Exercise text →
————————

Before, I could not shower without locking the bathroom door. I was also prone to peeking around the curtain to make sure nobody was there. Now I shower with the door open. I have occasional twinges of anxiety but I don’t peek.
I would become very anxious, interpret everything that was said personally, and probably post a lot of TMI. Then I’d spend the rest of the night obsessing over my past, and go to bed early in the morning, freaked out and exhausted. In the morning I would regret what I posted and feel ashamed.
Now, I view these threads more or less as objectively as I would any other topic. If I sense myself becoming emotionally upset and wanting to post a bunch of personal stuff, I can now step back and just spend a few minutes sitting with the painful memories. Maybe I’ll cry for two or three minutes, and then I’ll move on with my day. The key is I’m not afraid of the memories, and I recognize sadness and other emotions as healthy and normal, without letting myself get emotionally swamped.
The biggest difference is that I don’t expect something horrible to happen at every moment of every day. There were a lot of symptoms I did not recognize as PTSD - for example, I had unusually high levels of anxiety while driving, I was afraid of darkened movie theaters, and every time I saw someone with their hands in their pockets, I expected them to pull a gun. I couldn’t sleep at night because every noise would convince me that someone was breaking in to stab me to death. I was especially sensitive to unfamiliar noises.

————————

Data extract →
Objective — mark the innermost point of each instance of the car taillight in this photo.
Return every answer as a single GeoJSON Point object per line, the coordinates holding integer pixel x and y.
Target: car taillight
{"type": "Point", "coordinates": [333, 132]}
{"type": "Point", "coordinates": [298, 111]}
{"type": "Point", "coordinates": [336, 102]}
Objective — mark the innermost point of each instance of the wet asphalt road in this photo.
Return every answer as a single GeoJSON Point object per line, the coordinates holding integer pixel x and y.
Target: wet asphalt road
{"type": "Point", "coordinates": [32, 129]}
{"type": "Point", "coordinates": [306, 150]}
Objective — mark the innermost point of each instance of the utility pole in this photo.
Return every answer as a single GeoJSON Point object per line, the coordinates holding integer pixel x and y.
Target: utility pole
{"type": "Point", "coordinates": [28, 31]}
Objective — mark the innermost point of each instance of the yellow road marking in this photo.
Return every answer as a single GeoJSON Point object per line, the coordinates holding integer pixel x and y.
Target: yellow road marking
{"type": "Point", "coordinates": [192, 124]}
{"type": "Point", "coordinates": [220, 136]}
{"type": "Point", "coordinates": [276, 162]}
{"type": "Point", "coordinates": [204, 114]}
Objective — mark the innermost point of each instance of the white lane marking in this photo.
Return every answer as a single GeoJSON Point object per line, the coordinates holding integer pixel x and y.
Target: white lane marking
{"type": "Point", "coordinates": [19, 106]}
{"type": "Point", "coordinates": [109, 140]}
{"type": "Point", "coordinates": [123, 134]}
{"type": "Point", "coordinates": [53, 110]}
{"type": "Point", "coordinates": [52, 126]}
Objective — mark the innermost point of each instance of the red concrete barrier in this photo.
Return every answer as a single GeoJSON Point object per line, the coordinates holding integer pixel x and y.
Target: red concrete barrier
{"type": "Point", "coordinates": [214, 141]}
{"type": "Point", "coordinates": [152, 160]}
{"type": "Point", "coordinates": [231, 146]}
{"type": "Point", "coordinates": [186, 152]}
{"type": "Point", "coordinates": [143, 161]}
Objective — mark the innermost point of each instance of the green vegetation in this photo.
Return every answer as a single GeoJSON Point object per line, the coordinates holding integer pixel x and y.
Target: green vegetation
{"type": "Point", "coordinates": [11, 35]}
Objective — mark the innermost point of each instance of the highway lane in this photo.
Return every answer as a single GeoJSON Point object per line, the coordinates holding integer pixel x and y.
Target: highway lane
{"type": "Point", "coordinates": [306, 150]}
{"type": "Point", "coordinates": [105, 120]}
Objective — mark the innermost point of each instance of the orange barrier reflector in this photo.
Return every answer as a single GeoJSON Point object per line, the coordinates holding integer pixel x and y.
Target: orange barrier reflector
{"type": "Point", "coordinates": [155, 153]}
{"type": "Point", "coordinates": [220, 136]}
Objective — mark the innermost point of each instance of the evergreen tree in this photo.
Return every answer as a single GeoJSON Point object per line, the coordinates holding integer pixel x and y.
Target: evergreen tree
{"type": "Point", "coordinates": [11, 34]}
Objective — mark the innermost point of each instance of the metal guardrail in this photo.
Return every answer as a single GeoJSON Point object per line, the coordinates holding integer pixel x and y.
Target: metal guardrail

————————

Task instructions →
A. According to the account of recovering from PTSD, how does the writer shower now?
B. Pick up the account of recovering from PTSD after its last sentence and keep writing it in the same first-person voice.
The material above stands apart from the account of recovering from PTSD.

Responses for each task →
A. With the bathroom door open.

B.
I recall one night my cat knocked a candle off a bathroom shelf. I bolted from bed, immediately locked the door and turned on the lights, and stood shaking in terror with a metal pipe gripped in my hands… My husband woke up when I turned on the lights, immediately deducted that we were safe and went back to bed. I probably stood there for 10 minutes without moving a muscle. It took me another 20 minutes to calm down enough to open the door. I was awake for hours afterward. I will never forgot how terrified I was that moment. It was like the final straw for me, because I said, ‘‘I can’t live like this any more,’’ and sought help.
I thought, since my trauma is not accident, theater or break-in related, these things were not PTSD, but my therapist helped me to understand that, particularly in cases of repeat trauma, this pervasive sense of danger is very common in people with PTSD.
As for things I couldn’t do before but now can do, I can sleep and I can have sex. Those are the big ones. I can also handle a lot more scary situations in movies/media better than I could before, so I have more variety in my entertainment now.
Two days ago I was sitting at my computer with my back to the door, and a gust of wind blew the door shut with a big WHAM! In the past I would have been a wreck. But I didn’t feel any anxiety at all. I just propped open the door and got on with life.